### EXCERPT
One of the benefits of using
an actual
tape emulation plug-in as opposed to
something that's just giving tape
harmonic distortion
is they've given you the controls for
the tape machine and you can screw it up
you can actually make it much more
distorted than tape
ever would have, because you never would
have misaligned
your tape machine, this much.
00:17:32
So, now I'm gonna go ahead
and give you that same kick and snare
and I'm gonna start actually distorting
the tape machine.
00:18:20
You can hear how far you can go
just with tape emulation,
now, yes: we are clipping a plug-in
but unless the plug-in is really badly
set up
it's set up so that when I start
cranking
my record level
it's gonna start distorting inside
the plug-in's
model of the tape machine as opposed
to just clipping the output of
the plug-in. So this is very much
ultra tape saturation as well as
clipping the electronics of the
tape machine itself.
00:18:46
Now I'm gonna call one other tape
emulation program that has
an even odder way that you can tweak.
00:18:52
So here's one more tape emulation
plug-in called Satin
and this actually has even more control
where you can misalign the head stack
you can change the head bump, which
is
a low frequency bump because of the
gap
in the head.
00:19:06
I'm gonna start completely misaligning
this tape machine
and you'll hear how completely
messed up it can get.
00:19:53
I'll bypass this and I'm
what's going on down here in this
frequency response curve.

Image annotation data:
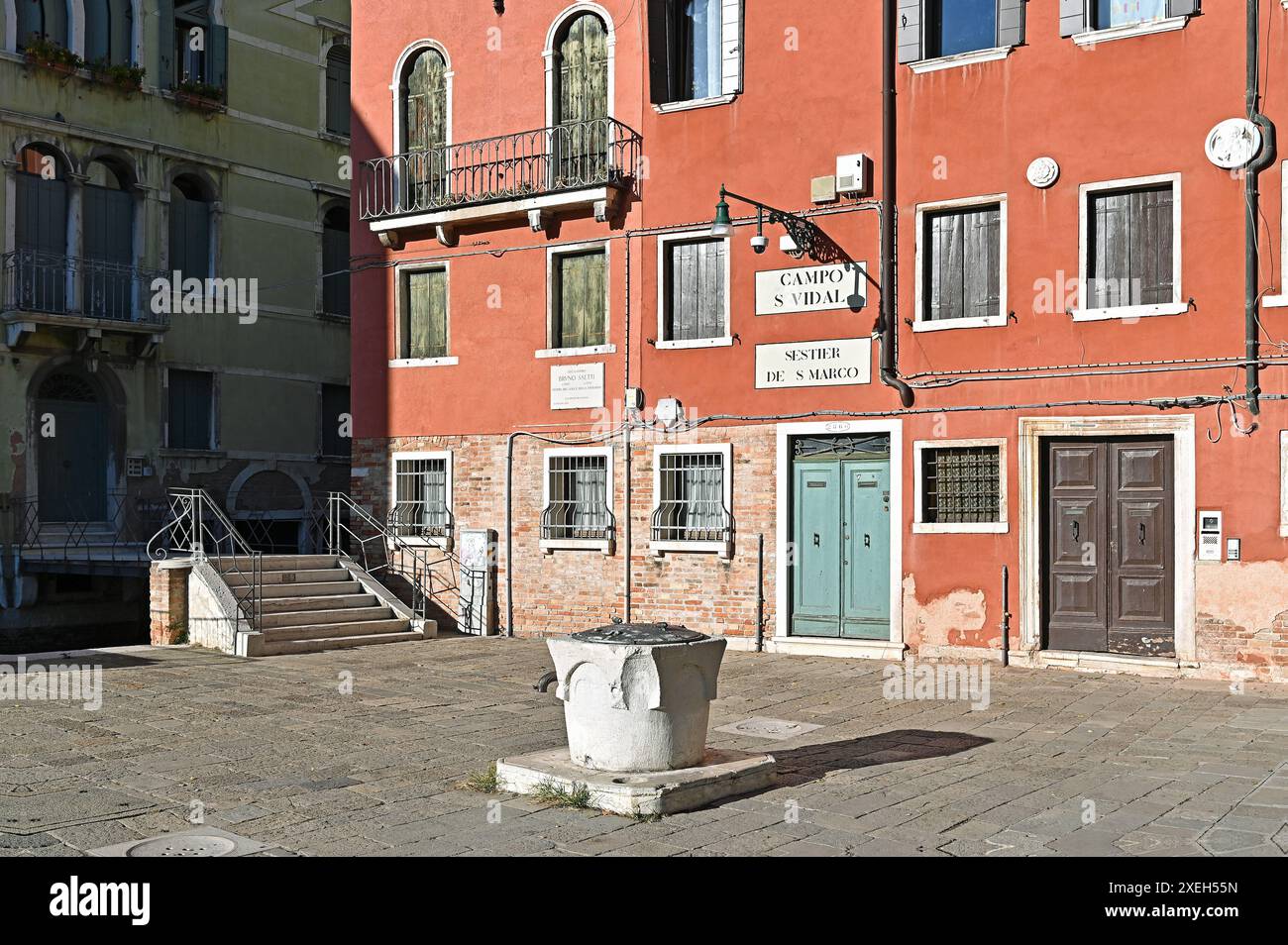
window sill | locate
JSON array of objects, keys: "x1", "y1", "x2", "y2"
[
  {"x1": 536, "y1": 345, "x2": 617, "y2": 358},
  {"x1": 648, "y1": 541, "x2": 733, "y2": 562},
  {"x1": 389, "y1": 356, "x2": 461, "y2": 367},
  {"x1": 541, "y1": 538, "x2": 613, "y2": 558},
  {"x1": 657, "y1": 336, "x2": 733, "y2": 352},
  {"x1": 1073, "y1": 16, "x2": 1190, "y2": 49},
  {"x1": 912, "y1": 315, "x2": 1006, "y2": 332},
  {"x1": 653, "y1": 93, "x2": 738, "y2": 115},
  {"x1": 909, "y1": 47, "x2": 1015, "y2": 74},
  {"x1": 1073, "y1": 301, "x2": 1190, "y2": 322},
  {"x1": 912, "y1": 521, "x2": 1012, "y2": 534}
]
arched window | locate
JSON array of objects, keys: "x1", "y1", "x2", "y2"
[
  {"x1": 85, "y1": 0, "x2": 134, "y2": 65},
  {"x1": 326, "y1": 47, "x2": 349, "y2": 138},
  {"x1": 81, "y1": 159, "x2": 134, "y2": 321},
  {"x1": 14, "y1": 0, "x2": 67, "y2": 51},
  {"x1": 551, "y1": 13, "x2": 609, "y2": 186},
  {"x1": 402, "y1": 49, "x2": 447, "y2": 207},
  {"x1": 322, "y1": 205, "x2": 349, "y2": 317},
  {"x1": 170, "y1": 175, "x2": 211, "y2": 279},
  {"x1": 13, "y1": 145, "x2": 67, "y2": 312}
]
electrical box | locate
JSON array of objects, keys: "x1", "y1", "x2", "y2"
[
  {"x1": 1199, "y1": 511, "x2": 1221, "y2": 562},
  {"x1": 836, "y1": 155, "x2": 872, "y2": 196}
]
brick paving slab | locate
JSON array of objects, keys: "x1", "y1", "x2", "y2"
[{"x1": 0, "y1": 639, "x2": 1288, "y2": 856}]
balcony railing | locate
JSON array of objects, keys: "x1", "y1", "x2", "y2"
[
  {"x1": 0, "y1": 250, "x2": 170, "y2": 325},
  {"x1": 358, "y1": 119, "x2": 643, "y2": 220}
]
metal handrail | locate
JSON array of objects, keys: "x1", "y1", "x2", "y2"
[
  {"x1": 358, "y1": 117, "x2": 643, "y2": 220},
  {"x1": 0, "y1": 250, "x2": 170, "y2": 326},
  {"x1": 318, "y1": 491, "x2": 459, "y2": 622},
  {"x1": 149, "y1": 489, "x2": 265, "y2": 630}
]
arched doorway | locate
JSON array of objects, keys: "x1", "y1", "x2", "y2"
[{"x1": 35, "y1": 368, "x2": 108, "y2": 523}]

### SET OF TASKS
[A] In the tape emulation transcript, what is the name of the plug-in that lets you misalign the head stack?
[B] Translate this sentence from the tape emulation transcript into Spanish: "So, now I'm gonna go ahead and give you that same kick and snare and I'm gonna start actually distorting the tape machine."
[C] Output the stretch of the tape emulation transcript from "One of the benefits" through "machine, this much.".
These records have no connection to the tape emulation transcript.

### RESPONSES FOR EACH TASK
[A] Satin.

[B] Así que ahora voy a ponerte ese mismo bombo y caja, y voy a empezar a distorsionar de verdad la máquina de cinta.

[C]
One of the benefits of using
an actual
tape emulation plug-in as opposed to
something that's just giving tape
harmonic distortion
is they've given you the controls for
the tape machine and you can screw it up
you can actually make it much more
distorted than tape
ever would have, because you never would
have misaligned
your tape machine, this much.